**ASSIGNED TASK**: From the entries below, extract every line that includes the word "horse".

**EXTRACTED INFORMATION**:

--

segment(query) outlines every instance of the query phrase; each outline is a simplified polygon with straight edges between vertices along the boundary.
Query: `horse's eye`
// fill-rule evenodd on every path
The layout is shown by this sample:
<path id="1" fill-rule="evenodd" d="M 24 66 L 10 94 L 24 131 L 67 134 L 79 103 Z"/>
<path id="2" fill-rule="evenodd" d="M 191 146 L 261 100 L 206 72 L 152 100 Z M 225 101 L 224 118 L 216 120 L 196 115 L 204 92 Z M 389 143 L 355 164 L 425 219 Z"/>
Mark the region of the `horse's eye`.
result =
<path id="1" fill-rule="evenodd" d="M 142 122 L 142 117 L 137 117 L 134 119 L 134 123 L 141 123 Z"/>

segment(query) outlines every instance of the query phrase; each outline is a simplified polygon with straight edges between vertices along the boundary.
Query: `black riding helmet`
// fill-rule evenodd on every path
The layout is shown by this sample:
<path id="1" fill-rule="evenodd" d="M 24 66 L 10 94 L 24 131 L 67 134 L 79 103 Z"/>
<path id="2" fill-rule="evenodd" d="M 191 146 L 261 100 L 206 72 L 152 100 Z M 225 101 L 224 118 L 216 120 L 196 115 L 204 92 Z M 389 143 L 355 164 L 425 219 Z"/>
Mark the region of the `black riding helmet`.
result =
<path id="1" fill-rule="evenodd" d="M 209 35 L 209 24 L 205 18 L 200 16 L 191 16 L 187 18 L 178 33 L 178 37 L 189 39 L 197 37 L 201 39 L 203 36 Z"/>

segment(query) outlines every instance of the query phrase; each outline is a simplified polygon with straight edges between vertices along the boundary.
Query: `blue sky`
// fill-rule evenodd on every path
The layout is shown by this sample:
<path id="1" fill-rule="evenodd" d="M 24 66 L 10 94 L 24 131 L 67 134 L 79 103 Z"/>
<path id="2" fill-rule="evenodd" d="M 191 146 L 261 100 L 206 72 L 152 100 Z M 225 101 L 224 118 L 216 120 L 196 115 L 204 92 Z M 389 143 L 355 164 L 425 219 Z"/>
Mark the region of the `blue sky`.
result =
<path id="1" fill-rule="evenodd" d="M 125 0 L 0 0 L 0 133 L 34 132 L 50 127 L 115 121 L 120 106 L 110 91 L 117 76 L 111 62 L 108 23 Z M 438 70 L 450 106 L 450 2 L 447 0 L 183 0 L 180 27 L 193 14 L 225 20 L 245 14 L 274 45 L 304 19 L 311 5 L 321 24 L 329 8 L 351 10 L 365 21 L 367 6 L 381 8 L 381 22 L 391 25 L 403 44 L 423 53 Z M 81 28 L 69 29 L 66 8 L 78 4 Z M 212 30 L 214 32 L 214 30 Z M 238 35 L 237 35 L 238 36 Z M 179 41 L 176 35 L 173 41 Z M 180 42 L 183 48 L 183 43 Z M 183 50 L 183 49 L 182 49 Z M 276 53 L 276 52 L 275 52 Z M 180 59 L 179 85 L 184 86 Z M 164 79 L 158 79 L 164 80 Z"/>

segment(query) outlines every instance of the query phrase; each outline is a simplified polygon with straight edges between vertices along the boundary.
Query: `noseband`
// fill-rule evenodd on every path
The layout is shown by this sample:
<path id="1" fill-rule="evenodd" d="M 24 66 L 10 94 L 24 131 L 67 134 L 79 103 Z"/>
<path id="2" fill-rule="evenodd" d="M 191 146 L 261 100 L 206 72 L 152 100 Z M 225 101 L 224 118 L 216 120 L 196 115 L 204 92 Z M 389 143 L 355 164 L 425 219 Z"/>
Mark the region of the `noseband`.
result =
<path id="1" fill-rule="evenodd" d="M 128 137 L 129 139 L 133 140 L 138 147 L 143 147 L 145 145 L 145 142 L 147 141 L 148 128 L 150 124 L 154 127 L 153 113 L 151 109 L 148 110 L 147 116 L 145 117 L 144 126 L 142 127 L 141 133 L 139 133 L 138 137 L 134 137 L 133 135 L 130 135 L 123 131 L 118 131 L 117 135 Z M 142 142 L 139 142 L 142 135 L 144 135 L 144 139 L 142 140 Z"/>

--

**TASK SOLUTION**:
Query: `horse's eye`
Mark the region of the `horse's eye`.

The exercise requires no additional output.